# INPUT
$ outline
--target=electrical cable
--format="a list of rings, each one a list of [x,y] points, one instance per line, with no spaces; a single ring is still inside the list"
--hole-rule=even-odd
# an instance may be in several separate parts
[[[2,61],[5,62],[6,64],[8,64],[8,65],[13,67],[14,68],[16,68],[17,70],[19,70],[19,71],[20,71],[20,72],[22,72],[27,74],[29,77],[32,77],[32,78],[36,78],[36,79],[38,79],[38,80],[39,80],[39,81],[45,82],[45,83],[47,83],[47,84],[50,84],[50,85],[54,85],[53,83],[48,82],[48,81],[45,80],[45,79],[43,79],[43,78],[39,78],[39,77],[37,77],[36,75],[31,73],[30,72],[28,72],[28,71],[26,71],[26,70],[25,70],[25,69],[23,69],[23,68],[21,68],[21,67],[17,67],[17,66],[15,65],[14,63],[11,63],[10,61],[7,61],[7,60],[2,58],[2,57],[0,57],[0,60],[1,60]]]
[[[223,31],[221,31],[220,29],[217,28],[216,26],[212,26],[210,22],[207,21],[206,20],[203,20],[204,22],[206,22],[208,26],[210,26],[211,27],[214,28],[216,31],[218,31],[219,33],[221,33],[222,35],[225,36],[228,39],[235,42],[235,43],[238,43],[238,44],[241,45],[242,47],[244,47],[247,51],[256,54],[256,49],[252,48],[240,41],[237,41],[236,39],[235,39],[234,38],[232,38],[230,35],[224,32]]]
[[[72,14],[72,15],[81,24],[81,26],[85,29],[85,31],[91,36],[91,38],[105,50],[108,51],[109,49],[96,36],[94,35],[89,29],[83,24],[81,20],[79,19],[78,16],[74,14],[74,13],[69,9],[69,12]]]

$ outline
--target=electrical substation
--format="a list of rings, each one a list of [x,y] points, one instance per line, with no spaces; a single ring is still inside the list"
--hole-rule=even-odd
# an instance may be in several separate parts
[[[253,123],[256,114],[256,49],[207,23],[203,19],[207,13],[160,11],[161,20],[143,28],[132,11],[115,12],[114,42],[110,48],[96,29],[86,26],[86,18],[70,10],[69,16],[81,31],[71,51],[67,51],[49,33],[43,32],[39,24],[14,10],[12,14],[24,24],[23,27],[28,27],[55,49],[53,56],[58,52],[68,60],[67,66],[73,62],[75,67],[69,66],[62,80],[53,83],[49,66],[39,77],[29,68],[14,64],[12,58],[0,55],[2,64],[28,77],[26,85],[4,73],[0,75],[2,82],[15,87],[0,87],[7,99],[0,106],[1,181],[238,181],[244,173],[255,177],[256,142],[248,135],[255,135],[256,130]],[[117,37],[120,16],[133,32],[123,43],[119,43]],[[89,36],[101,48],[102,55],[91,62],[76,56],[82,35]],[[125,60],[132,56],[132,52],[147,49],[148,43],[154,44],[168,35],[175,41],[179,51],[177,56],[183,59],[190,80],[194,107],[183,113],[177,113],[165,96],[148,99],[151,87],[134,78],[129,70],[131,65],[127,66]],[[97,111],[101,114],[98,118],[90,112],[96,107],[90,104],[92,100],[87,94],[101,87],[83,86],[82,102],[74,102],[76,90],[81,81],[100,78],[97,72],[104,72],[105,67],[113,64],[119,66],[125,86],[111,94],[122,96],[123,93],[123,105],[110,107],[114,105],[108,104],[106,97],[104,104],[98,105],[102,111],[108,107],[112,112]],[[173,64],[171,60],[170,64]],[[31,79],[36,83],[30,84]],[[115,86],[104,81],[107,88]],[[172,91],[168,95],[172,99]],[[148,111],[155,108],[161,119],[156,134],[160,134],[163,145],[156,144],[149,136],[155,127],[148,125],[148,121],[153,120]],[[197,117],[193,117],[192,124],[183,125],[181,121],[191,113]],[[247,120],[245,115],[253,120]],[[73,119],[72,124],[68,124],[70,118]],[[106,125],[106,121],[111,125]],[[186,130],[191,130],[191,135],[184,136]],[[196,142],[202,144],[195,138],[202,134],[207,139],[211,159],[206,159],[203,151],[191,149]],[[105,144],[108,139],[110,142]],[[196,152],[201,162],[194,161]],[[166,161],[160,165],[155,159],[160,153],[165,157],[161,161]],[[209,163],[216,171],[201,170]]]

# DIRECTIONS
Locate every line in the listing above that contains the string "target", matching case exactly, and copy each of those lines.

# TASK ANSWER
--target=electrical cable
--target=electrical substation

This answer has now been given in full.